Excerpt from a dataset:
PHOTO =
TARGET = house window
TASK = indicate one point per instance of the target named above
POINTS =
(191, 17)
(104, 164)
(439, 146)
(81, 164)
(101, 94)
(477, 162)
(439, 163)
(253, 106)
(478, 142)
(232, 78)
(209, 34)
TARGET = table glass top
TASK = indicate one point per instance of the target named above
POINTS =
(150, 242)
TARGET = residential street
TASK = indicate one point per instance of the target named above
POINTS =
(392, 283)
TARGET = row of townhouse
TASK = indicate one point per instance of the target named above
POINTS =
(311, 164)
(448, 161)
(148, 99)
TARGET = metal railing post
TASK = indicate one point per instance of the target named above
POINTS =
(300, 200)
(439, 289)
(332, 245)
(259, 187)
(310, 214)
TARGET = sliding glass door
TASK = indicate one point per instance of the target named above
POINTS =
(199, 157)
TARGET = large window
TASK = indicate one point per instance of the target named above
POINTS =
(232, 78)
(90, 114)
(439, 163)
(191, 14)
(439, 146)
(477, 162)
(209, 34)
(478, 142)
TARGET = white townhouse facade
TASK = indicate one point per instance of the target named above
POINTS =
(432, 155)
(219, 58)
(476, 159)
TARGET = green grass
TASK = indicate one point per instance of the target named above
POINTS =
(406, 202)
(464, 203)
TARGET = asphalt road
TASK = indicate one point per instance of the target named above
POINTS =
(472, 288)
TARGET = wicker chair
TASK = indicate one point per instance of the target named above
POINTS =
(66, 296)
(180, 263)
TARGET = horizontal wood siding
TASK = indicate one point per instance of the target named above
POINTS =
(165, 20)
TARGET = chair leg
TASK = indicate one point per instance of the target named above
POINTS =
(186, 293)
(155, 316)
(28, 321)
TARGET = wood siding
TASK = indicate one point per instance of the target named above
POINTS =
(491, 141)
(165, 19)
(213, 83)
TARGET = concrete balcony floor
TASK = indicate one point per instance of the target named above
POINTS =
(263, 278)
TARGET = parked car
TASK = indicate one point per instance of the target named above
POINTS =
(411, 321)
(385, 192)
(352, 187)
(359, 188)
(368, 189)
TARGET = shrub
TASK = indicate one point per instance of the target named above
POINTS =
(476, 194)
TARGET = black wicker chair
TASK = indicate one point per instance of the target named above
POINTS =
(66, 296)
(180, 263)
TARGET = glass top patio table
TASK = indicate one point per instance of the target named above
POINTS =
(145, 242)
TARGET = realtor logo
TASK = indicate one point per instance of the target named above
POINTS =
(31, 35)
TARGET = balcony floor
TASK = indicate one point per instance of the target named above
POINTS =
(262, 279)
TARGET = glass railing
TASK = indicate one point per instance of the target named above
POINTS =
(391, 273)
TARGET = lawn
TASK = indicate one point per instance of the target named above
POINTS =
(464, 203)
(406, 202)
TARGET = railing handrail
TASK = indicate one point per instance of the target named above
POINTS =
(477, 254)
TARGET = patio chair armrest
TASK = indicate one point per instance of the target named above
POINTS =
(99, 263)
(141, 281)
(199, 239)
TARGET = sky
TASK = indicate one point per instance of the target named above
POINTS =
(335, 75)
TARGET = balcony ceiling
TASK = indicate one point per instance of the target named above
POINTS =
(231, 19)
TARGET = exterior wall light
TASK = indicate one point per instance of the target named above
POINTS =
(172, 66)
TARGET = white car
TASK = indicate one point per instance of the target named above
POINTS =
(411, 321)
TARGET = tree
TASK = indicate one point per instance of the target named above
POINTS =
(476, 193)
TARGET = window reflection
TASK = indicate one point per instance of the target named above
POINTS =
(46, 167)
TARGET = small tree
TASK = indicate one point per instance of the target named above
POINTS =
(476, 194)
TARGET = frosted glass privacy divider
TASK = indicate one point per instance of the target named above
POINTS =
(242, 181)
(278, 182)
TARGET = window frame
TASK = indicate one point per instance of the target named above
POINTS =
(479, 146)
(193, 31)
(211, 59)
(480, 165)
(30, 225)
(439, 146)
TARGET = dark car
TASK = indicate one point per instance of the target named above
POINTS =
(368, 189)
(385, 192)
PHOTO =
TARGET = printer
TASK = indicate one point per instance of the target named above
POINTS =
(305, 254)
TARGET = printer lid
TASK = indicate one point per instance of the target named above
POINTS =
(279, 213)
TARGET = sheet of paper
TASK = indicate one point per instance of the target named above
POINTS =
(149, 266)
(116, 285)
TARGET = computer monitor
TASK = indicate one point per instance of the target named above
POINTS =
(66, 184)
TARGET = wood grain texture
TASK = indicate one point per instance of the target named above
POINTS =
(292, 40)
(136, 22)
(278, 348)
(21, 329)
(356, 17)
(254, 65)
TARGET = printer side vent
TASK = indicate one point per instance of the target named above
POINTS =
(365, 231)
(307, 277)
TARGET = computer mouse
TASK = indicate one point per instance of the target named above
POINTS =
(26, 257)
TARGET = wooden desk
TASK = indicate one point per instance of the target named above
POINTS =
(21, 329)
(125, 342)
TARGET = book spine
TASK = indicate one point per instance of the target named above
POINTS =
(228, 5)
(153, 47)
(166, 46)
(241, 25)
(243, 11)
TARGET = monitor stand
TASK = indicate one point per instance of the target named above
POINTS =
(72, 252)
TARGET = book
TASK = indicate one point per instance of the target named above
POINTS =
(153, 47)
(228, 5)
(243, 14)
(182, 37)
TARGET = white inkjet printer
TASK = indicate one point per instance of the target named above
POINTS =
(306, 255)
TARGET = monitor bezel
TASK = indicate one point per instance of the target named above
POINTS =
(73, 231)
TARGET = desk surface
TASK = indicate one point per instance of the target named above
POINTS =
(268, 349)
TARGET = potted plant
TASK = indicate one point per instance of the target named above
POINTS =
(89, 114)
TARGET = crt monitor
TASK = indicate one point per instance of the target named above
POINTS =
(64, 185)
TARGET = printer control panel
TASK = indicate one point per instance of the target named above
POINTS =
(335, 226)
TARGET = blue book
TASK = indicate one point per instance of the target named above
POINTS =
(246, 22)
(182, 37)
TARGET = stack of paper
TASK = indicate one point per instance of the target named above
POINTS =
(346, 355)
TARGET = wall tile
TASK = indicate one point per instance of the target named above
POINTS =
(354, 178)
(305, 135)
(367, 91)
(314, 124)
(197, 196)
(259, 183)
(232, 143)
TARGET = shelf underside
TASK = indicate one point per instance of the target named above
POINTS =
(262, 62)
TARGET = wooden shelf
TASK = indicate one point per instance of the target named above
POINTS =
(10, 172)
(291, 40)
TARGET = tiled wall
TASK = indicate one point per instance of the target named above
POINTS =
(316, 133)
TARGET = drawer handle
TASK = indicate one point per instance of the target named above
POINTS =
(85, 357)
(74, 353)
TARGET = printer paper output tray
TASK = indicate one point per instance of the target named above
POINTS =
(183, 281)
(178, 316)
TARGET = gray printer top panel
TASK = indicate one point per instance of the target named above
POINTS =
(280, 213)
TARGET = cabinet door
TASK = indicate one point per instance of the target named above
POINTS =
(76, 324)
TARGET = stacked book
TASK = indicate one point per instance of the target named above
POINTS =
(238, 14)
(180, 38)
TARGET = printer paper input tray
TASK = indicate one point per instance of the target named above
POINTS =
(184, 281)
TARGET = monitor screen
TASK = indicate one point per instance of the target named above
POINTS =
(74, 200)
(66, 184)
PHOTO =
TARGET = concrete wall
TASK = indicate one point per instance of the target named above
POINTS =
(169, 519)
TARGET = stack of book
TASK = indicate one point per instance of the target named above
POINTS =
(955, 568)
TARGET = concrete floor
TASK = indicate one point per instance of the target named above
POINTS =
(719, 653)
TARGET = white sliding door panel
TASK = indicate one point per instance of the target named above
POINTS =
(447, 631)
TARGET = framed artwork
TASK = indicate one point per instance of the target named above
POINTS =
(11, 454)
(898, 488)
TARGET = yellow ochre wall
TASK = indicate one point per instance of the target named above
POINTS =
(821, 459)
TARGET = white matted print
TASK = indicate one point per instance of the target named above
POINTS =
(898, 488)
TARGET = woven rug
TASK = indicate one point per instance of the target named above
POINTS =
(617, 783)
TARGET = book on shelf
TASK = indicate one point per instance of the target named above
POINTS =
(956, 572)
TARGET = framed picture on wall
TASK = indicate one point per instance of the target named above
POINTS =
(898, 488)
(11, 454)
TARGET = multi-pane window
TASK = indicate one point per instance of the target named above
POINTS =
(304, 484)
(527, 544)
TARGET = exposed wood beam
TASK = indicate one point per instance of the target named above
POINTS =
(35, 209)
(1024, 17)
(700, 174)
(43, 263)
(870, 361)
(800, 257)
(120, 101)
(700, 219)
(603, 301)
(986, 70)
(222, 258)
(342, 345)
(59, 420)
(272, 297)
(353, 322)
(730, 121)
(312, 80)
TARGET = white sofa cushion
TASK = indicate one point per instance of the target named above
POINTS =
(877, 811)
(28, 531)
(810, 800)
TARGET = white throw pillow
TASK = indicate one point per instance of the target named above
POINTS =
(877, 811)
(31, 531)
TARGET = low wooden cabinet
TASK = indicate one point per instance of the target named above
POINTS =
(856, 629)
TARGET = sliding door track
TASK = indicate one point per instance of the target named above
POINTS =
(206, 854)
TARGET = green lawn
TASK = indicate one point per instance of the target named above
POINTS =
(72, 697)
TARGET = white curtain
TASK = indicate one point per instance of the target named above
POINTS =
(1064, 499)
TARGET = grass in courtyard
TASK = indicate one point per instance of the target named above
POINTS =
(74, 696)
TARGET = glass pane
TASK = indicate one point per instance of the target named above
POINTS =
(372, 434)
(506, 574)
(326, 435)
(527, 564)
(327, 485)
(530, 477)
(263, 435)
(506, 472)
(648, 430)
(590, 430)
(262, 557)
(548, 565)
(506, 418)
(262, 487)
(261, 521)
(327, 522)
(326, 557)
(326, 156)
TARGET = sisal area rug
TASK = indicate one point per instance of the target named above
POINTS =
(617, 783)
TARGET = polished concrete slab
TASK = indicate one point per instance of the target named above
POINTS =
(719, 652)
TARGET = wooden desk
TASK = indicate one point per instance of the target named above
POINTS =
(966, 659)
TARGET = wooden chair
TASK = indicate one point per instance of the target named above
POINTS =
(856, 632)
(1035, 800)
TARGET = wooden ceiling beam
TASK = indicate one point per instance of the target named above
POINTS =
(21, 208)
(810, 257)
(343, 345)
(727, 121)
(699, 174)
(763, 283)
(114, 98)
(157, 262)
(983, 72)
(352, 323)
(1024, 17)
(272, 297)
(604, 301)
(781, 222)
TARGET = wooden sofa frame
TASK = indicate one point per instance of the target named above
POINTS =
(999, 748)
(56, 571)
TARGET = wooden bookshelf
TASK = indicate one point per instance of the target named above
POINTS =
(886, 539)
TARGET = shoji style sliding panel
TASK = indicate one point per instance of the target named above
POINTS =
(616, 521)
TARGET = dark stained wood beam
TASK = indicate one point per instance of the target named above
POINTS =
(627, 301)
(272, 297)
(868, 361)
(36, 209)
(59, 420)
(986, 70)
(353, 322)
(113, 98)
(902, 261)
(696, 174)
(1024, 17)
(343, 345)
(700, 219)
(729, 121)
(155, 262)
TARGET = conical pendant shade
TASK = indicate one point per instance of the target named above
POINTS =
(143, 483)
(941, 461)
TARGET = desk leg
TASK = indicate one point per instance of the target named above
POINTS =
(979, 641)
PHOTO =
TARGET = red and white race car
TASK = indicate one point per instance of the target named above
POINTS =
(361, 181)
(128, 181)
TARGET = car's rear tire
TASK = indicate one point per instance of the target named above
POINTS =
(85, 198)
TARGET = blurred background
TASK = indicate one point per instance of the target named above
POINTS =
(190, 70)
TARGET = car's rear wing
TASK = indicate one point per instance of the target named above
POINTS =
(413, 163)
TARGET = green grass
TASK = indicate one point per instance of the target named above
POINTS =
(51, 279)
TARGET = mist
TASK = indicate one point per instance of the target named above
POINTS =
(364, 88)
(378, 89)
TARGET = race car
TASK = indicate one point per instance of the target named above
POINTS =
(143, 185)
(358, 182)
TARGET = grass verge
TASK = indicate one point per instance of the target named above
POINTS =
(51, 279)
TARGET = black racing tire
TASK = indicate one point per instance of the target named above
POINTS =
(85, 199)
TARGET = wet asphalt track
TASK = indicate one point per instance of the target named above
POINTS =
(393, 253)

Instruction: Copy the lines of the material word for word, starting at the line that contains "TARGET = mist" and ending at the end of the material.

The solution:
TARGET = mist
TASK = indicate one point per instance of the target named above
POINTS =
(364, 88)
(378, 89)
TARGET = race car
TASK = indicate one point per instance of the target named above
POINTS =
(143, 185)
(358, 182)
TARGET = grass verge
TASK = indicate one point per instance of the target named above
POINTS =
(51, 279)
TARGET = black racing tire
TASK = indicate one point per instance of the target named above
POINTS =
(85, 199)
TARGET = wet asphalt track
TASK = indicate one point per instance of the target named above
POINTS =
(393, 253)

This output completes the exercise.